_Problem 1_:
Find and copy every line of the records that contains the word "negative". Case counts.

The Canadian economy achieved a trade surplus for the first time since the U.S. trade war began, as exports rebounded and imports fell in September, according to Statistics Canada.
The agency adds that export to countries other than the United States rose sharply by 11 per cent in the same month — and that while exports to the U.S. increased, imports from there dropped.
“Exports to the United States were up 4.6 per cent in September, partly due to higher exports of aircraft, light trucks and unwrought gold,” Statistics Canada noted.
“Meanwhile, imports from the United States declined 1.7 per cent in September, a third consecutive monthly decrease.”
Canada saw its total exports climb 6.3 per cent in September compared with August as imports fell 4.1 per cent. Compared with a year ago, September saw total exports climb 0.3 per cent, while total imports fell 1.9 per cent.
Statistics Canada says the economy saw a “slight” trade surplus of $153 million in September, following August’s $6.4-billion deficit, and a $3.8-billion deficit in July.
A trade surplus happens when the value of goods and services exported is greater than the value of those imported — similar to when a company makes a profit on what it produces.
When the opposite occurs, and an economy imports more than it exports, it’s considered a trade deficit.

_Provided records_:
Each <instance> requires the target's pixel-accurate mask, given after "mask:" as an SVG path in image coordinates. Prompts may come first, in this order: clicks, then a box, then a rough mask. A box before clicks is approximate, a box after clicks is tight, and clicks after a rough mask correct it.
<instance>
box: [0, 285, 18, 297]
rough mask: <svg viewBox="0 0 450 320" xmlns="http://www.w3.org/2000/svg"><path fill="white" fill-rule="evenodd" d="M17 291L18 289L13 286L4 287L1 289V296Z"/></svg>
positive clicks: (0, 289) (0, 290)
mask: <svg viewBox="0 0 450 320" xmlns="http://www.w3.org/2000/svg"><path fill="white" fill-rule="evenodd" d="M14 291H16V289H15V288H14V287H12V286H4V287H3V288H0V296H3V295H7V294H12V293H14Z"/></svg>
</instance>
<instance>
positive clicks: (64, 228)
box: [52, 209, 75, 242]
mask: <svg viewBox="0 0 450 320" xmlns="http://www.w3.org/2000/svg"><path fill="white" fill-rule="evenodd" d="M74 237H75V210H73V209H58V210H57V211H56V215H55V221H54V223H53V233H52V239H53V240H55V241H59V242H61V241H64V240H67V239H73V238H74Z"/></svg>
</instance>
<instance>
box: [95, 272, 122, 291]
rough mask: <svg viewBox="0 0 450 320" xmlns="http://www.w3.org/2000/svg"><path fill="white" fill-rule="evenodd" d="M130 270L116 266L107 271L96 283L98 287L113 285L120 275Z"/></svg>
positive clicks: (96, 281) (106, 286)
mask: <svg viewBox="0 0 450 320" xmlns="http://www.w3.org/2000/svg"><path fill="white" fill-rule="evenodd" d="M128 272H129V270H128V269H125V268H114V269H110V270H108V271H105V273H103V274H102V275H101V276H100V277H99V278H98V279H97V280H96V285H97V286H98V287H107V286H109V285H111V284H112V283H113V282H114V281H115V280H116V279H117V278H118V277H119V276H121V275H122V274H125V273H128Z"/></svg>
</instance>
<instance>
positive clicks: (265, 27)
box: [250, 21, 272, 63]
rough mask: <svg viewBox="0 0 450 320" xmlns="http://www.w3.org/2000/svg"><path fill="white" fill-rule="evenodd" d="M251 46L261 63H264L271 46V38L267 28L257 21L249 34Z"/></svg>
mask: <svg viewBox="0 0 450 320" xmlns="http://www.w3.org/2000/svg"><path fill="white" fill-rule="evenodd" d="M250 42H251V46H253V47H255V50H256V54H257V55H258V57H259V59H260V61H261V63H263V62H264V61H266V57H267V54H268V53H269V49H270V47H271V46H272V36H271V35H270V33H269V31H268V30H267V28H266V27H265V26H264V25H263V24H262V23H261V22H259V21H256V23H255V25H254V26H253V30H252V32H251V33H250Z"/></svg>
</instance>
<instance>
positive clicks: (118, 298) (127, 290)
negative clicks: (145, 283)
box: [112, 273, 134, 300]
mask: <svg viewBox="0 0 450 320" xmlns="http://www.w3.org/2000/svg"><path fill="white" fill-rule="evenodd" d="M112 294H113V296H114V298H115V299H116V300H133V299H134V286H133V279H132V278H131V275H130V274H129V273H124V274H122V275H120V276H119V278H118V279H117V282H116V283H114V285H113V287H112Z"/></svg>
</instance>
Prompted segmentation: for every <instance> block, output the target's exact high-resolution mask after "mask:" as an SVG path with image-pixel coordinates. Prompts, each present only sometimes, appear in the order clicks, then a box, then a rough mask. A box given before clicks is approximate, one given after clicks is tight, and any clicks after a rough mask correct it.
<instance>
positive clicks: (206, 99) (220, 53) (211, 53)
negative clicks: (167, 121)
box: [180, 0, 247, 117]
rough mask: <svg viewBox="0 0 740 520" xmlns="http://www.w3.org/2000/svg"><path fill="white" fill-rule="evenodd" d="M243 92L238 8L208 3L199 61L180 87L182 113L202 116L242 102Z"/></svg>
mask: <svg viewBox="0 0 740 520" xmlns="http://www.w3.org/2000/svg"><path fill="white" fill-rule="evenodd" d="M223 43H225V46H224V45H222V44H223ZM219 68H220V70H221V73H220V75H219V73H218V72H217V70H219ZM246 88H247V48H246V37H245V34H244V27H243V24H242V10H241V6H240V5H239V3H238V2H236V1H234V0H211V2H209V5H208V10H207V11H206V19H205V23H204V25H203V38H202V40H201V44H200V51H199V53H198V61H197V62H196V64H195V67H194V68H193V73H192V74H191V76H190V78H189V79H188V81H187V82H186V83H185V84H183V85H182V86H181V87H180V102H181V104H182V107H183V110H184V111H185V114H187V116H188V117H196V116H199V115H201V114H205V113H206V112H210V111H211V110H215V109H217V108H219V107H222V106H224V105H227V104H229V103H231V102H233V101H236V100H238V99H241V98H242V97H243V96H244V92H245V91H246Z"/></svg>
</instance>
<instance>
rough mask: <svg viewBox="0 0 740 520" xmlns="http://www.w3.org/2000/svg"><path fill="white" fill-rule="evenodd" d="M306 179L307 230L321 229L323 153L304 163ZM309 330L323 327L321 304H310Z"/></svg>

_Problem 2_:
Write what comes next in the article about Canada's September trade surplus, picking up after its last sentence.

_Task result 1_:
negative clicks: (145, 283)
negative clicks: (167, 121)

_Task result 2_:
“Overall story is really positive,” said Prince Owusu, senior economist with Export Development Canada, to Reuters.
“It seems to suggest that the trade flow with the United States is beginning to stabilize,” he said, adding that the trend of diversification from the U.S. is also continuing.
Prime Minister Mark Carney has been working to steer Canada’s economy away from the United States as its number one trading partner in order to reduce the impact of tariffs and the uncertainty of the trade war. This has meant finding alternative trading partners and investing in new projects while expanding various resource sectors to meet the demand.
It may not be just the added cost and uncertainty that is influencing this shift away from the U.S. as Canada’s main trading partner, it may also be sentiments of everyday Canadians.
Consumers’ sense of patriotism is fuelling the “Buy Canadian” movement, while they are also avoiding products made in or sourced from the U.S.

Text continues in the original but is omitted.